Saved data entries
◆ ◆ ◆ ◆ ◆ ◆ ◆

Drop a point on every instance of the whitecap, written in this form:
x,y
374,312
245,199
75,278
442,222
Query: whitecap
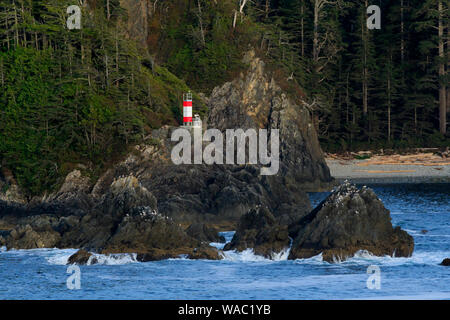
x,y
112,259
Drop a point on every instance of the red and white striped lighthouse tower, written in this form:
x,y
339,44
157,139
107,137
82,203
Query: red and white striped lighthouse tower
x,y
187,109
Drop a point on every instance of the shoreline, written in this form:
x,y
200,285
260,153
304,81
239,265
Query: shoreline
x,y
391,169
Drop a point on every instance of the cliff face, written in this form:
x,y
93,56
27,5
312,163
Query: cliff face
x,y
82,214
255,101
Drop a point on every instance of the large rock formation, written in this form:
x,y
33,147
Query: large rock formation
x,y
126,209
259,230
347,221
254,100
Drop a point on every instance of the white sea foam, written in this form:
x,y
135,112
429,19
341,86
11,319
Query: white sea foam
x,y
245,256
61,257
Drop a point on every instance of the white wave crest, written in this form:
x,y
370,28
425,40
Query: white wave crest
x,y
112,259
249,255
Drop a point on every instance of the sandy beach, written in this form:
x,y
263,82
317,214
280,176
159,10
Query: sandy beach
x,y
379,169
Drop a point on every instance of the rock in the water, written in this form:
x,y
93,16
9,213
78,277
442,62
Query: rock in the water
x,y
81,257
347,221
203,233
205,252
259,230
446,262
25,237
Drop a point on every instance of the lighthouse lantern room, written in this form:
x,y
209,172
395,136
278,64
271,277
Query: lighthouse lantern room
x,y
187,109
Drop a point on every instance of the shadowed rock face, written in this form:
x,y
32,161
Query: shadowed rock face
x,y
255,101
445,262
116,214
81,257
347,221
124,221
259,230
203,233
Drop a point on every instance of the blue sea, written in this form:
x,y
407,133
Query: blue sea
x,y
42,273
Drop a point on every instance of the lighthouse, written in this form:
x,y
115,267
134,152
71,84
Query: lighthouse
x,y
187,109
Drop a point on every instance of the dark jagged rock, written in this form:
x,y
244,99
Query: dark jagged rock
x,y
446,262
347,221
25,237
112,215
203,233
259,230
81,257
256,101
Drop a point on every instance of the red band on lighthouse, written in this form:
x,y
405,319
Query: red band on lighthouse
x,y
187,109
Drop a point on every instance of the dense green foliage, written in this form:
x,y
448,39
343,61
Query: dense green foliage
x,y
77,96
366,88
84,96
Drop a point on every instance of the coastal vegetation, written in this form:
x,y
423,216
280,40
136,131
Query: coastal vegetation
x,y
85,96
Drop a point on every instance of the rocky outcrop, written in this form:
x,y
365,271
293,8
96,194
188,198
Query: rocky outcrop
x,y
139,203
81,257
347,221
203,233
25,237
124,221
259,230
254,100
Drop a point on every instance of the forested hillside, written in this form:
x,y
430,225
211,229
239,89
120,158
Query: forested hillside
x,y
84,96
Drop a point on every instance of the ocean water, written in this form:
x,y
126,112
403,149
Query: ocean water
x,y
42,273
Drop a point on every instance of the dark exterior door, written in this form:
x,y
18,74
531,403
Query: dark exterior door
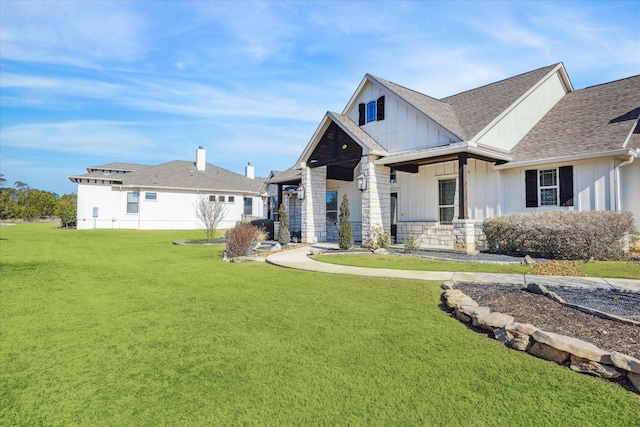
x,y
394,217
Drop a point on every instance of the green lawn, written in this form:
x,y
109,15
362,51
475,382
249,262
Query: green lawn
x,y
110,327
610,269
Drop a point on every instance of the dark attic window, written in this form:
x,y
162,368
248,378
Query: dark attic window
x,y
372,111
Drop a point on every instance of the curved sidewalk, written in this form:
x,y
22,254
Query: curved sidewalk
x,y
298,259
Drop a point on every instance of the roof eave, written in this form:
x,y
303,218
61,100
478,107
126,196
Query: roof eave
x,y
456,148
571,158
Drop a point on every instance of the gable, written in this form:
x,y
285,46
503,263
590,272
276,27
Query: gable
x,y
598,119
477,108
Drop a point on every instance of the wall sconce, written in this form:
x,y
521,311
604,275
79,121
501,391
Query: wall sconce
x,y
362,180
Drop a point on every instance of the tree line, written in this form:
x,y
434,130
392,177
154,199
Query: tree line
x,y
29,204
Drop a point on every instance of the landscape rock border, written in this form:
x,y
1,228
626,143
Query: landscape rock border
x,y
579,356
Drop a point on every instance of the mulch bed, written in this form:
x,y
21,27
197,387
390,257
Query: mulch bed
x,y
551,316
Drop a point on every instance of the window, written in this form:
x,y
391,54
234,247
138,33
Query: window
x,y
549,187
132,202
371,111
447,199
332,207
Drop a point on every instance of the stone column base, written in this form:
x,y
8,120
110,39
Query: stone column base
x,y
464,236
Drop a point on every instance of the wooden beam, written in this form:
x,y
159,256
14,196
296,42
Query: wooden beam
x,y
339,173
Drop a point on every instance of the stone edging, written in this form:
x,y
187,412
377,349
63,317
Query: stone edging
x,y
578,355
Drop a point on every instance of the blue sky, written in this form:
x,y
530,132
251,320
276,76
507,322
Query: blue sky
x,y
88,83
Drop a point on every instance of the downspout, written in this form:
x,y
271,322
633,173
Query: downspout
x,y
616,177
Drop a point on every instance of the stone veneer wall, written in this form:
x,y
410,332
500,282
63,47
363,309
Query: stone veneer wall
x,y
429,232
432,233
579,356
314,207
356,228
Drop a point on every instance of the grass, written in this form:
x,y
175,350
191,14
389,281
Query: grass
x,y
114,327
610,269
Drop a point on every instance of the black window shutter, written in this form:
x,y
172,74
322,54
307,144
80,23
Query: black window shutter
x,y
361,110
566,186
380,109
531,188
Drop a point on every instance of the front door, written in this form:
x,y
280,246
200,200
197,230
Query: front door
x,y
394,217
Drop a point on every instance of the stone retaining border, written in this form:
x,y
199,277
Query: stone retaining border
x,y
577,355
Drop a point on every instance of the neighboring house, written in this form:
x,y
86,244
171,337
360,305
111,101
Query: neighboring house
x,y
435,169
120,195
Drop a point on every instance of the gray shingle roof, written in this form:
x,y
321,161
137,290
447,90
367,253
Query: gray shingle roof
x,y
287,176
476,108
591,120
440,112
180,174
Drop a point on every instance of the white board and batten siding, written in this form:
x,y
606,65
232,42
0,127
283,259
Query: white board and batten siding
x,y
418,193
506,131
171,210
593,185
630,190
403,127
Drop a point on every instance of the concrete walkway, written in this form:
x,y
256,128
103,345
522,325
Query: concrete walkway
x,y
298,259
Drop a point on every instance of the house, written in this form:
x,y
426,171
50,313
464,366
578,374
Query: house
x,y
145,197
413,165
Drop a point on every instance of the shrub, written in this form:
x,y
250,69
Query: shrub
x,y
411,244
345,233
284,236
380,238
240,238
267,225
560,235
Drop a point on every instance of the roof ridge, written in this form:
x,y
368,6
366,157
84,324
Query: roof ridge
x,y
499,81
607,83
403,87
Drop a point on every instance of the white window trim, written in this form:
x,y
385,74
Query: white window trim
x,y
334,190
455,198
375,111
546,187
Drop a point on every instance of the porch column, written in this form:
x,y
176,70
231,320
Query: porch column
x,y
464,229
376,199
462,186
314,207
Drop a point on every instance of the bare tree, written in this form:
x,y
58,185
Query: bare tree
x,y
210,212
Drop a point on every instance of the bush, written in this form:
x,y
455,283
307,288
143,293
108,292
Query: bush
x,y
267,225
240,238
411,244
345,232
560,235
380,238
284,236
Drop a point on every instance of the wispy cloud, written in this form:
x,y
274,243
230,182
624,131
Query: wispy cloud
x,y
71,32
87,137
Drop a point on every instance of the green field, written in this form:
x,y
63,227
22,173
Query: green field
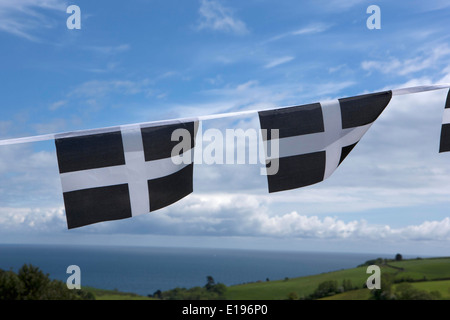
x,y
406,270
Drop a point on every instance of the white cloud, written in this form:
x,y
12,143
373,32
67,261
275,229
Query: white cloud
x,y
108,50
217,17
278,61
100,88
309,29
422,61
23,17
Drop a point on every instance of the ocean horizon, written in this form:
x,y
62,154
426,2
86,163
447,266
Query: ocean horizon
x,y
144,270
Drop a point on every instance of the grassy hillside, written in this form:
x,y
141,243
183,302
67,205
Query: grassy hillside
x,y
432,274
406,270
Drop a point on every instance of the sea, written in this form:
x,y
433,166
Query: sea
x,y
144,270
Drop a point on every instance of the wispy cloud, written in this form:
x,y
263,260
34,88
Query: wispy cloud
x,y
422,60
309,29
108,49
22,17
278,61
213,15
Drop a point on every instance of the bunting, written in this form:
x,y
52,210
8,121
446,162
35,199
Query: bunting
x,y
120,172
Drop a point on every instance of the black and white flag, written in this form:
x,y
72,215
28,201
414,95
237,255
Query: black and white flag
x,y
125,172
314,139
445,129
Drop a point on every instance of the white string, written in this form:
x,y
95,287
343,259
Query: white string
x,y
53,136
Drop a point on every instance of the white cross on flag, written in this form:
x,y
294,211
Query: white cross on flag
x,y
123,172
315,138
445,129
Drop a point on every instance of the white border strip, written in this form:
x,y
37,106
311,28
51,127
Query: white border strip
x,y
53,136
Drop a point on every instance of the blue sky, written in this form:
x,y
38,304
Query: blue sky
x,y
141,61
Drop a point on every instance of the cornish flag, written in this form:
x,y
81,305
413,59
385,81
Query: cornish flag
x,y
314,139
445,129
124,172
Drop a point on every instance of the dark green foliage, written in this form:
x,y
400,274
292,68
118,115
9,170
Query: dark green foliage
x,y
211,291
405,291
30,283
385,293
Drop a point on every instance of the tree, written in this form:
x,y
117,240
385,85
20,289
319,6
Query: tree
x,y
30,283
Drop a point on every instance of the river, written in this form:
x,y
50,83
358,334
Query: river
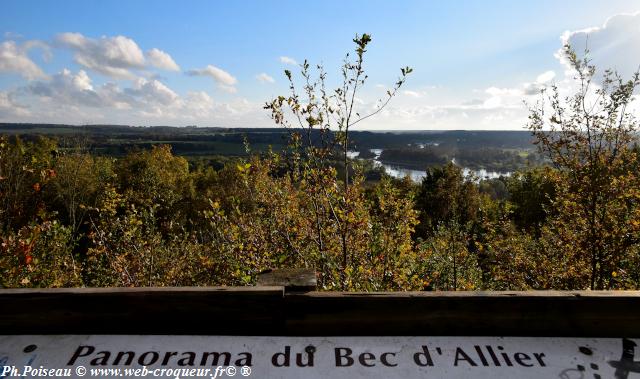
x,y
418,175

◆ ◆ ◆ ◆ ◆ ◆ ◆

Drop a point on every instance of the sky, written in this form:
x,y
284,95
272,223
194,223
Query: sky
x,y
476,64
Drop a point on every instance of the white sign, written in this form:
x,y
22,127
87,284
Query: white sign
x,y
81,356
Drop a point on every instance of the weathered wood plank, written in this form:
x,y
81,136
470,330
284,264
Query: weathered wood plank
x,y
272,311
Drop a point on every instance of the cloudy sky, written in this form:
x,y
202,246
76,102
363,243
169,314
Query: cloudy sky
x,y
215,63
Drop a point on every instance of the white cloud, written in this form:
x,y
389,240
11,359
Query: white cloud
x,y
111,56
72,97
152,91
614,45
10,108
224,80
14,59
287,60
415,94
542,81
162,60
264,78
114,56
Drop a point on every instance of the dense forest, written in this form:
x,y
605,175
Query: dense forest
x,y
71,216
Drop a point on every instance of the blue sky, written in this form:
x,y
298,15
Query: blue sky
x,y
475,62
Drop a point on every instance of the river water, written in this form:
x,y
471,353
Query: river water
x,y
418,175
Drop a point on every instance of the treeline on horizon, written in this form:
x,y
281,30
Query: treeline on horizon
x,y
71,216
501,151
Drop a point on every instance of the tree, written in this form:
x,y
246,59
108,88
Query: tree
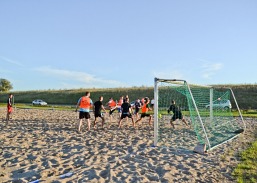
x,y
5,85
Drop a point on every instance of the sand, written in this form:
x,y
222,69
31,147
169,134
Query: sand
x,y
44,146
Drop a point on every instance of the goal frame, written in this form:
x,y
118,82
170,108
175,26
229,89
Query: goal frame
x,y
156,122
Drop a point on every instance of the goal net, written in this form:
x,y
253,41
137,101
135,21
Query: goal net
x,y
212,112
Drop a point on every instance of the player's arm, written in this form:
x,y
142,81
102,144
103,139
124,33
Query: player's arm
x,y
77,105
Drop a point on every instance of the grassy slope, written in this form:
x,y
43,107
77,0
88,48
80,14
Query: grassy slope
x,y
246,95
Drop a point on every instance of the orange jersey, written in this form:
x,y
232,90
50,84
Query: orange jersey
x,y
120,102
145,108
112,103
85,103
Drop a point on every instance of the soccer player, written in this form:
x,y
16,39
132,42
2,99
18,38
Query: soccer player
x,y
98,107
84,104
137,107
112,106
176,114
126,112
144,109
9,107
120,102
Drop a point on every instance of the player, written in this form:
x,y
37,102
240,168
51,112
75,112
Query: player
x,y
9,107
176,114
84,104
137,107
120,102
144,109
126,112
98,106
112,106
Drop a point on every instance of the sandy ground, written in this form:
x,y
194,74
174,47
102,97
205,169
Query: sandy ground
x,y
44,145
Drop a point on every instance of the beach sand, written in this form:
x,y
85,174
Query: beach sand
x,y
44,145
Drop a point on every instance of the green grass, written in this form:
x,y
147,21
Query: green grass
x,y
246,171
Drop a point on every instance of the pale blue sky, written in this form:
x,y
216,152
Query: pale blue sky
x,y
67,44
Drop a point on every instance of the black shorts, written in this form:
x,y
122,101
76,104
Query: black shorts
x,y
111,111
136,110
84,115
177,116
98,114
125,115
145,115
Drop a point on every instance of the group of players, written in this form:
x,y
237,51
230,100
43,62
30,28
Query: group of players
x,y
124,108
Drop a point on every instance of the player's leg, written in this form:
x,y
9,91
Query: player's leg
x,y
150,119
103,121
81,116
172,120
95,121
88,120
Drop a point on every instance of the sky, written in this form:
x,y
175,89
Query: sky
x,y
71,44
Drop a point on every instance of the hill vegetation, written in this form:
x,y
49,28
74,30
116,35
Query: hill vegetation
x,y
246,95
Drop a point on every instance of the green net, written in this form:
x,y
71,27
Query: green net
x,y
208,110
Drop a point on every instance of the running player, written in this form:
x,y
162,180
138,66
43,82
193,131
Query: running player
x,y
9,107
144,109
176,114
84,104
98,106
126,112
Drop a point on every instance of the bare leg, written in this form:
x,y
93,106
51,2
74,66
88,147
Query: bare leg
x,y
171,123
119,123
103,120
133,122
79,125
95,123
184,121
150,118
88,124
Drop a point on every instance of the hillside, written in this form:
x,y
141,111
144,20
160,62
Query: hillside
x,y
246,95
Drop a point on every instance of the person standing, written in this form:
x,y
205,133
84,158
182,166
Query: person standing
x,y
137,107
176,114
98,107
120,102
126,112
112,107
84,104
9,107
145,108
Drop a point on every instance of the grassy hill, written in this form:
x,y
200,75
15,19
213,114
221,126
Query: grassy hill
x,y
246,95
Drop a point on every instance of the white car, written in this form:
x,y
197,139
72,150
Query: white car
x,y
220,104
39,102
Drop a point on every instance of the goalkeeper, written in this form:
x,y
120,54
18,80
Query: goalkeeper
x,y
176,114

◆ ◆ ◆ ◆ ◆ ◆ ◆

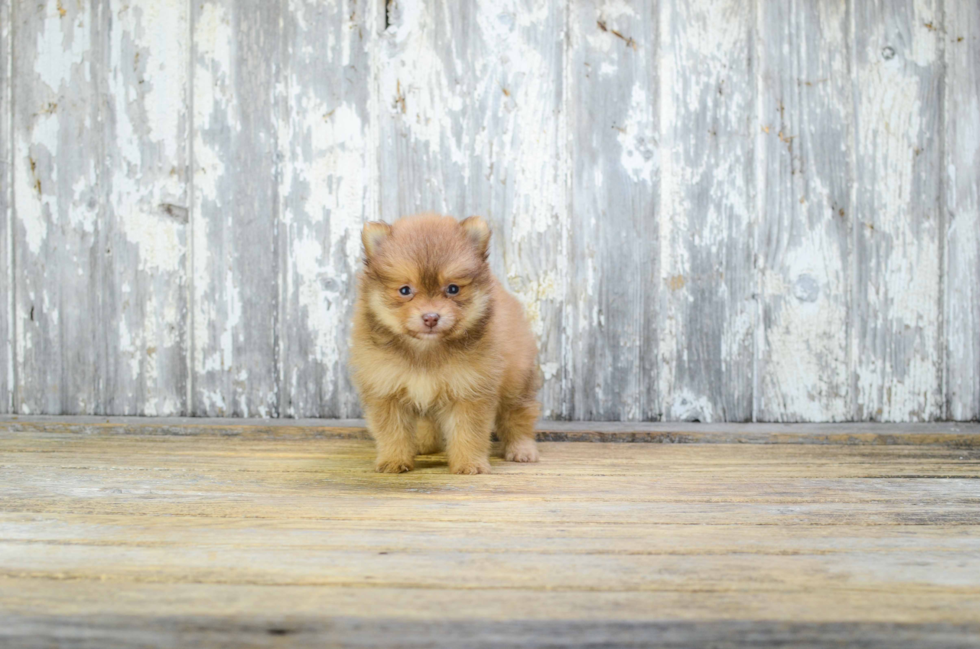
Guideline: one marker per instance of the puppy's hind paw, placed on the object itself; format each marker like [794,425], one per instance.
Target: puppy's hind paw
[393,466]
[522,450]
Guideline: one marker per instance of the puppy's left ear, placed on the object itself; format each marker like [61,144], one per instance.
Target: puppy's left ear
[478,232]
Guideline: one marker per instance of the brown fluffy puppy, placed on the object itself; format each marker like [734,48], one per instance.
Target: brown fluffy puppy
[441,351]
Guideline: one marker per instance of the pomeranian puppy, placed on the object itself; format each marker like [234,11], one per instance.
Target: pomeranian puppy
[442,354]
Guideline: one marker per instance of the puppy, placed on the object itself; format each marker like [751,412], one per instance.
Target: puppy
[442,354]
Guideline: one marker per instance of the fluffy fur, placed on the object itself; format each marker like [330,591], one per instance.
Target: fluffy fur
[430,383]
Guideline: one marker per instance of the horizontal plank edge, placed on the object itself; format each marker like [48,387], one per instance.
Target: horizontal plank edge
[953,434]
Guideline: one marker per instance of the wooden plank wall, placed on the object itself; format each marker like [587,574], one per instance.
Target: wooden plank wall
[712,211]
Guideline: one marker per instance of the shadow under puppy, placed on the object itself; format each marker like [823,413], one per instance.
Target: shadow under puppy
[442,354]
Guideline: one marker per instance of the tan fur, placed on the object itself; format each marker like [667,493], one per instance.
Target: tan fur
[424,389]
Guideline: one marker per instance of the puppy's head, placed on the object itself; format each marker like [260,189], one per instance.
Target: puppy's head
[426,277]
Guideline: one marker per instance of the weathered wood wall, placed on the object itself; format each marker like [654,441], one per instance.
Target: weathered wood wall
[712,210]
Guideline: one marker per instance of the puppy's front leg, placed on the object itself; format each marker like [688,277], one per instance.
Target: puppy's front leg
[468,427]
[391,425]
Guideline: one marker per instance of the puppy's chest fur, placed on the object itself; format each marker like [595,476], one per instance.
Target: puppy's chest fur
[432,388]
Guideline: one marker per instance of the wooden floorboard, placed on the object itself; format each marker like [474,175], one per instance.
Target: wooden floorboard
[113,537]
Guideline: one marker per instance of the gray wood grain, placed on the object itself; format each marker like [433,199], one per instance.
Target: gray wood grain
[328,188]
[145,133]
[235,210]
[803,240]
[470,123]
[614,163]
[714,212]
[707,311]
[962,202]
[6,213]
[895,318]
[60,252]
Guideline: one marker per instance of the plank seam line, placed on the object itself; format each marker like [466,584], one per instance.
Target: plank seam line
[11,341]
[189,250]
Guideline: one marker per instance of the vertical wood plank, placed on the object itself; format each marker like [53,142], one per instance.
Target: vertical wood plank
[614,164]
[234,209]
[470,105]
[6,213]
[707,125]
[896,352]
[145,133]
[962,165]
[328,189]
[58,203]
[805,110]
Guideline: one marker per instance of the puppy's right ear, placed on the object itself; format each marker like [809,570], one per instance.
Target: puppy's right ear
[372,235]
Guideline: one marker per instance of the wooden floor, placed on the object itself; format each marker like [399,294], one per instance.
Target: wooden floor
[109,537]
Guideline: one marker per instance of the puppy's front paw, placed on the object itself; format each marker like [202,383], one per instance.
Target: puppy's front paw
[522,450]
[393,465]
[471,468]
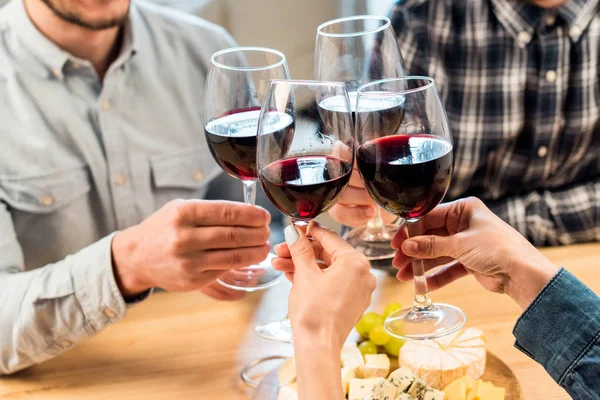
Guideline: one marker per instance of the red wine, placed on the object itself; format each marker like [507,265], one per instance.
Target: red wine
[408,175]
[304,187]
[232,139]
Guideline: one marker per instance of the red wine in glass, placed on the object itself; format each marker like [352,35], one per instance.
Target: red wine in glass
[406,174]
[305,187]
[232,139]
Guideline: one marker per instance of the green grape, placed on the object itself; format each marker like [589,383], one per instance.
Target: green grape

◆ ◆ ◆ ◆ ◆ ◆ ◆

- Task to carry out -
Please collect every line in the entries above that contains the word "foam", matching its case exactly.

- Exercise result -
Drop a point on every instance of the white sea foam, written in this form:
Query: white sea foam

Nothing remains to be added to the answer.